Record extracts
╔══

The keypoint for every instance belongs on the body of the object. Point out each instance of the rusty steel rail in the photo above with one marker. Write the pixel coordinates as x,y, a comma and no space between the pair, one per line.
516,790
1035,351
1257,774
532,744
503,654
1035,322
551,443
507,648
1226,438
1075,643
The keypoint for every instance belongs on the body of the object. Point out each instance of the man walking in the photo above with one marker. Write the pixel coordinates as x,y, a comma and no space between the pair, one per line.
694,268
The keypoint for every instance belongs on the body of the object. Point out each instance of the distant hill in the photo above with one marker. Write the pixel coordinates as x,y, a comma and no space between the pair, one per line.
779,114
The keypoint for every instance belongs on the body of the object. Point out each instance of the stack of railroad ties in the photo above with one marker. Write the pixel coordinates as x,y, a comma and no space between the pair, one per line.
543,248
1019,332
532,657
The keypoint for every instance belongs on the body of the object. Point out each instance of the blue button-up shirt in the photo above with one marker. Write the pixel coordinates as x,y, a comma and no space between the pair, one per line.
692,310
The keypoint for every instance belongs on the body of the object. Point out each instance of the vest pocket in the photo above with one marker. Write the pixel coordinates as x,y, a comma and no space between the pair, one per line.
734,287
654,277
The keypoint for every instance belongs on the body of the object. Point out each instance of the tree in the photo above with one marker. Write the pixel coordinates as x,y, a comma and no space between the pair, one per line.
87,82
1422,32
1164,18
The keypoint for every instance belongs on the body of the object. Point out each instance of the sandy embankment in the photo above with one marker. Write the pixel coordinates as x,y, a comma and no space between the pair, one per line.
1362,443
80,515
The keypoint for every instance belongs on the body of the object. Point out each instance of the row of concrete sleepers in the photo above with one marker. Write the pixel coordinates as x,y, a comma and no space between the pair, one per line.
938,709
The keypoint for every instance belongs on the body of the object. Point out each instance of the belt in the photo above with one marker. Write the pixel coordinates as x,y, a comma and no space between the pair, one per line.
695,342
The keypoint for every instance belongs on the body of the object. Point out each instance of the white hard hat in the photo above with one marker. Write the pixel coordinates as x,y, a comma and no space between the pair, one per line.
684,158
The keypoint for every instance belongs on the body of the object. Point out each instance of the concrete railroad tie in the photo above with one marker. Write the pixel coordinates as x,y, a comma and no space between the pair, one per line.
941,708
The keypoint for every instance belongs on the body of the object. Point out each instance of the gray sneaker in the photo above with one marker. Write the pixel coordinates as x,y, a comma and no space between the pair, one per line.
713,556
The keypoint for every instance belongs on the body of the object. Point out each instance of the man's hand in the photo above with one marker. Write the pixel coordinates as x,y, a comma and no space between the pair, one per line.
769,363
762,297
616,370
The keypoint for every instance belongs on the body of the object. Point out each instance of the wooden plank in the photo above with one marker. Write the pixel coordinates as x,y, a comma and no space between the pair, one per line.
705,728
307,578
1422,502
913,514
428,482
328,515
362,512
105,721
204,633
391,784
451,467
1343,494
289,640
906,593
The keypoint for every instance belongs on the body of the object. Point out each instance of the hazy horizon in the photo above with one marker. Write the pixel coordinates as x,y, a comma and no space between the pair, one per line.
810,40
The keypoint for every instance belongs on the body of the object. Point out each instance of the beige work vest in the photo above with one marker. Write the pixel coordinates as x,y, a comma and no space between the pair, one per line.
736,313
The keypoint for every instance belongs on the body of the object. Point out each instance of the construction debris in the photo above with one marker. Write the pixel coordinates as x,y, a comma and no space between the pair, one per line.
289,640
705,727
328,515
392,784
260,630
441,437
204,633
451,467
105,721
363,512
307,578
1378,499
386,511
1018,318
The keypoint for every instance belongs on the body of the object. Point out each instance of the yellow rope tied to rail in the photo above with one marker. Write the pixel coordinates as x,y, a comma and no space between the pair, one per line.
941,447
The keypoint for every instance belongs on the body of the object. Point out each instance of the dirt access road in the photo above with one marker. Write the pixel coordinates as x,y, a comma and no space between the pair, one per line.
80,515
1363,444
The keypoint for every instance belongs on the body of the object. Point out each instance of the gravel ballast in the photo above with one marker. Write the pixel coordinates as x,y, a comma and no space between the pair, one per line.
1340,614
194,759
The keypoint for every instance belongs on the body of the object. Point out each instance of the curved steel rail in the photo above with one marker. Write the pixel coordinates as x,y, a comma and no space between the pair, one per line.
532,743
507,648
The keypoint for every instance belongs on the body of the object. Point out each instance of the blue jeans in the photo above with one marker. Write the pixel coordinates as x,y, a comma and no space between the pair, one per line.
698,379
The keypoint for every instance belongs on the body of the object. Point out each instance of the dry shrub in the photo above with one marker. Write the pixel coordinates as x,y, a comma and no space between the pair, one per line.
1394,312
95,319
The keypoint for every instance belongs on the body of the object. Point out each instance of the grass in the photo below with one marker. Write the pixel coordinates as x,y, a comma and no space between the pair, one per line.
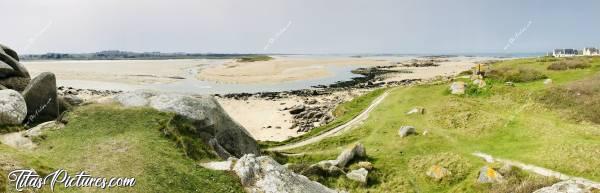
343,113
507,121
254,58
109,141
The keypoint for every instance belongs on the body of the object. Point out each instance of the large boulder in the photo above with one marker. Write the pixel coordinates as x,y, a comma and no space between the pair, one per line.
569,186
212,123
265,175
358,150
13,108
41,98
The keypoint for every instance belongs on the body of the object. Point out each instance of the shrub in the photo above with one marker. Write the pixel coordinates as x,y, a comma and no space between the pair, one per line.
569,64
517,74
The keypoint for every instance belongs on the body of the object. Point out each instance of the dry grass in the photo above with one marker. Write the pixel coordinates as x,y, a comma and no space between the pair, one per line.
518,74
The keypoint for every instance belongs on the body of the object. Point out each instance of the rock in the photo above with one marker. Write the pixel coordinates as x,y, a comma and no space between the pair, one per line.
569,186
438,172
479,82
265,175
221,166
489,175
458,88
297,109
359,175
358,150
416,110
211,122
406,131
367,165
41,98
13,108
73,100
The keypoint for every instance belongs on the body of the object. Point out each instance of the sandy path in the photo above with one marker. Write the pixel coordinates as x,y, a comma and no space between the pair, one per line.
280,69
346,126
539,170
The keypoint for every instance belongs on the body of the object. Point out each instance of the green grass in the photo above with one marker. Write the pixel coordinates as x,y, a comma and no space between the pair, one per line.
505,121
343,113
254,58
108,141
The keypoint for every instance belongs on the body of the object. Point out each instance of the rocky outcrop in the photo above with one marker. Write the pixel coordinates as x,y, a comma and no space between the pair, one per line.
569,186
265,175
13,108
41,98
13,75
359,175
211,122
406,131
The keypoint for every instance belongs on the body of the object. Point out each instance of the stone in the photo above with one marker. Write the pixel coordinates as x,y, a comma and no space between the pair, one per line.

╚══

Task to complete
The records above need to be printed in full and exactly, without any of the pictures.

Response to this task
The keypoint for every instance belongs on the body of the object. Point out each instance of the rusty steel rail in the photo above with one marker. Write the pixel coordinates as x,y, a comma and no space between the pair, one per line.
516,790
1035,351
1257,774
532,744
503,654
1035,322
551,443
507,648
1226,438
1075,643
The keypoint for every instance belongs on the body of the object. Point out each instance of the man walking in the photo above with one marker. Write the pixel coordinates as x,y, a comma and no space between the pair, one per line.
694,268
The keypoint for every instance belongs on the body of the object. Point out each instance of the distant hill in the photo above with one marker. Write the pixel coordinates as x,y, a comma and no space between the pair, one per line.
779,114
The keypoint for every instance belongs on the body of the object. Point out each instance of the stack of railroad ties in the photo above with one marker. Write the pixel coordinates as x,y, a comma and no space between the pair, one per line.
543,248
1019,332
532,657
The keypoint for every instance belongs on the body of the object. Point out each instance of the blue button-up shirt in the photo above with one marker. Write the pixel coordinates as x,y, a comma and no space between the pair, one per line.
692,310
The keypoint for every instance belongs on the body of the object. Point out each instance of the vest pocket in the photo above with one marker. Write the pixel coordinates as x,y, a comma and no space between the pair, one per line.
734,287
654,277
The keypoint for every instance belongs on the body of the object. Point out each instance of the tree in the photo above with one marker. Write the pixel coordinates as x,y, a comma and no space between the pair, one per line.
87,82
1422,32
1164,18
The keypoint for every instance belongs on the body of the object. Point out each instance of the sandy embankment in the photo above with one marker. Write the pixel coordinates as x,y, a comma and no space between the pair, one per line.
1362,443
80,515
The keypoint for every instance belongs on the body of the object. Point out each instance of the row of concrete sleepers in the photo above with one marker. Write the pixel coordinates as x,y, a comma and no space between the pair, one per line.
938,709
The keypoint for every instance belongs on the body of the object. Point out each instance of the belt in the photo above with one marker. Write the pixel coordinates as x,y, a comma and no space between the pair, one per line.
695,342
The keypoint for every instance belongs on the body of the object. Point out each instance of the white hard hat in the photo above with one marker. Write the pixel coordinates as x,y, a comma and no space between the pair, one per line.
684,158
The keypoint for every instance belongs on the body of the object. Point out each instance of the concrete railroad tie in the photo above with one marker. Write the pixel coordinates as x,y, a comma and no space between the pair, one per line.
941,708
The keypoint for every instance belongs on the body of the object. Point out each instance of the gray sneaker in the photo above with one marker. Write the pixel coordinates as x,y, a comma and no space between the pair, one per line.
713,556
The keypoint for every instance belongs on the body of the object. Point out each instance of the man's hand in the photo above with one marker. Write the pixel coordinates as x,y, a comma and no space between the pair, one per line.
769,363
762,297
616,370
The keypoint for every instance belongs on the body of the object. Point out each instance of the wooden plank in the photo above with one marker. Write the pixel coordinates as x,y, a comma and no space between the pair, one per line.
705,728
307,578
1422,502
913,514
428,482
328,515
362,512
105,721
204,633
391,784
451,467
1343,494
289,640
906,593
The keypoint for every instance belongs on the body of the object. Point out each instance of the hazy horizon in the photo above with one marker. Write the pixel coordinates as x,y, a comma and no space between the pair, one per line.
810,40
The keypoint for every instance belongs on the body of the object. Point out each instance of the beige work vest in the photo above with one marker. Write the pixel coordinates as x,y, a comma and no space between the pair, one per line.
736,313
The keypoint for every instance belongs on the body of the object. Point out each instance of the construction debris in the photo above with one marker. Write the pixel coordinates as x,y, a comma and no space between the pair, one per line.
289,640
705,727
328,515
392,784
260,630
441,437
204,633
451,467
105,721
363,512
307,578
1378,499
386,511
1018,318
The keypoint for every instance belongs on the body of the object. Point out each instance of the yellow rope tied to rail in the photo above with one marker. Write the pixel coordinates as x,y, a comma and no space between the pair, one per line.
941,447
The keypoint for every instance belongs on the body of the object. Point out each instance of the dirt access road in the photo above with one marker. Write the pixel coordinates as x,y, a comma and no space between the pair, one per line.
80,515
1363,444
The keypoint for every instance belongs on the body of the object. Point out each instance of the gravel ballast in the photo above with one marker. Write the pixel coordinates as x,y, a comma and no space between the pair, one per line.
1340,614
194,759
The keypoint for every instance belongs on the body of the object. Point out each instance of the curved steel rail in the photo above with one marker. Write the pixel coordinates as x,y, a comma and no space between the pair, one per line.
532,743
507,648
The keypoint for every instance belongs on the body of the object. Point out each instance of the blue jeans in the photo above with one marker. Write the pixel coordinates as x,y, a comma and no space between the pair, one per line.
698,379
The keypoint for every instance belongs on the body of the object. Point out each instance of the dry shrub in the photo above with one marker. Write the pixel coordinates as x,y, a comma and no space between the pair, one per line.
1394,312
95,319
The keypoint for every instance belongs on the body of the object. Point out each instance of the grass in the photo below with one marker. Write the pixel coordinates as x,y, a comma and no space between the pair, one per line.
343,113
507,121
254,58
109,141
The keypoint for every instance belongs on the body of the object. Point out each instance of the large boulder in the photo above with one marker. Write the pixel coordinates as x,y, a comma and no space between the pair, one per line.
569,186
212,123
265,175
358,150
13,108
41,98
The keypoint for every instance belongs on the body of the object. Point out each instance of the shrub in the photo above with one marker. Write the pixel coordinates as x,y, a comma and no space between the pair, one per line.
569,64
517,74
The keypoint for every instance belongs on the body of the object. Point out each instance of the dry grass in the photo above with one marker. Write the pixel coordinates as x,y, a comma and no space between the pair, one per line.
518,74
The keypoint for every instance belongs on the body of the object. Point out each instance of the rock in the photo above with one marker. Write the pixel coordinates as x,y, a comma and no space between the pair, one per line.
569,186
438,172
479,82
265,175
221,166
489,175
458,88
297,109
359,175
358,150
416,110
211,122
406,131
367,165
41,98
13,108
73,100
The keypoint for every instance belongs on the body of the object. Point out each instance of the sandy path in the photo above with one marker. Write the pixel coordinates as x,y, a comma and no space between the pair, one per line.
280,69
346,126
539,170
The keypoint for every instance belongs on the body of the object. Point out each instance of the green grass in the photo above with one marker. Write the pixel coordinates as x,y, a comma and no space between the pair, one per line.
505,121
343,113
254,58
108,141
The keypoint for every instance belongs on the body of the object. Point out each instance of the rocky outcrop in the photo above with one marker. Write the pixel coordinates as x,y, a comma and no space between the pair, one per line.
569,186
265,175
13,108
41,98
13,75
359,175
211,122
406,131
The keypoint for every instance belongs on the body of the object. Point out each instance of the stone in the photo above with one marker. Write the pixel coordinates as x,y, a comma and no space between the pair, one per line.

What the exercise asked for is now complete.